» **What the exercise asks**
In the E13B font thread, which Tesseract engine mode is the uploaded training setup meant for?

» **Selected passage**

○ ○ ○

Re: [tesseract-ocr] Trained data for E13B font

Shree Devi Kumar Fri, 14 Jun 2019 03:58:53 -0700

See https://github.com/Shreeshrii/tessdata_MICR


I have uploaded my files there.

https://github.com/Shreeshrii/tessdata_MICR/blob/master/MICR.sh
is the bash script that runs the training.

You can modify as needed. Please note this is for legacy/base tesseract
--oem 0.

On Fri, Jun 14, 2019 at 1:26 PM ElGato ElMago <[email protected]>
wrote:

> Thanks a lot, shree.  It seems you know everything.
>
> I tried the MICR0.traineddata and the first two mcr.traineddata.  The last
> one was blocked by the browser.  Each of the traineddata had mixed
> results.  All of them are getting symbols fairly good but getting spaces
> randomly and reading some numbers wrong.
>
> MICR0 seems the best among them.  Did you suggest that you'd be able to
> update it?  It gets tripple D very often where there's only one, and so on.
>
> Also, I tried to fine tune from MICR0 but I found that I need to change
> the language-specific.sh.  It specifies some parameters for each language.
> Do you have any guidance for it?
>
> 2019年6月14日金曜日 1時48分40秒 UTC+9 shree:
>>
>> see
>> http://www.devscope.net/Content/ocrchecks.aspx
>> https://github.com/BigPino67/Tesseract-MICR-OCR
>> https://groups.google.com/d/msg/tesseract-ocr/obWI4cz8rXg/6l82hEySgOgJ
>>
>> On Mon, Jun 10, 2019 at 11:21 AM ElGato ElMago <[email protected]>
>> wrote:
>>
>>> That'll be nice if there's traineddata out there but I didn't find any.
>>> I see free fonts and commercial OCR software but not traineddata.  Tessdata
>>> repository obviously doesn't have one, either.
>>>
>>> 2019年6月8日土曜日 1時52分10秒 UTC+9 shree:
>>>>
>>>> Please also search for existing MICR traineddata files.

○ ○ ○

» **Entries shown**
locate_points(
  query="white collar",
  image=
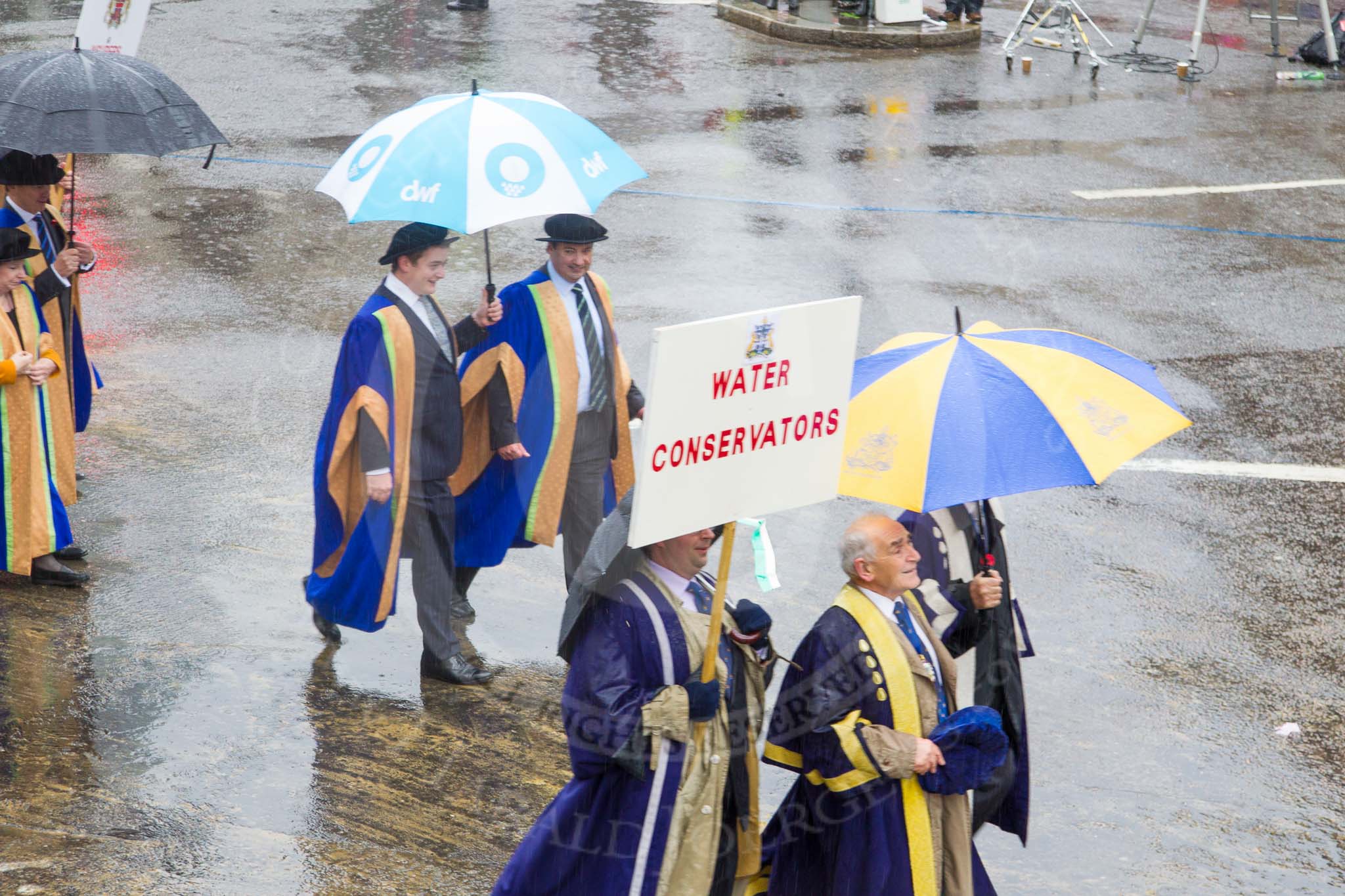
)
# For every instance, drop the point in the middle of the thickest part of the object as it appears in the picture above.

○ ○ ○

» **Reply to the exercise**
Legacy/base Tesseract, --oem 0.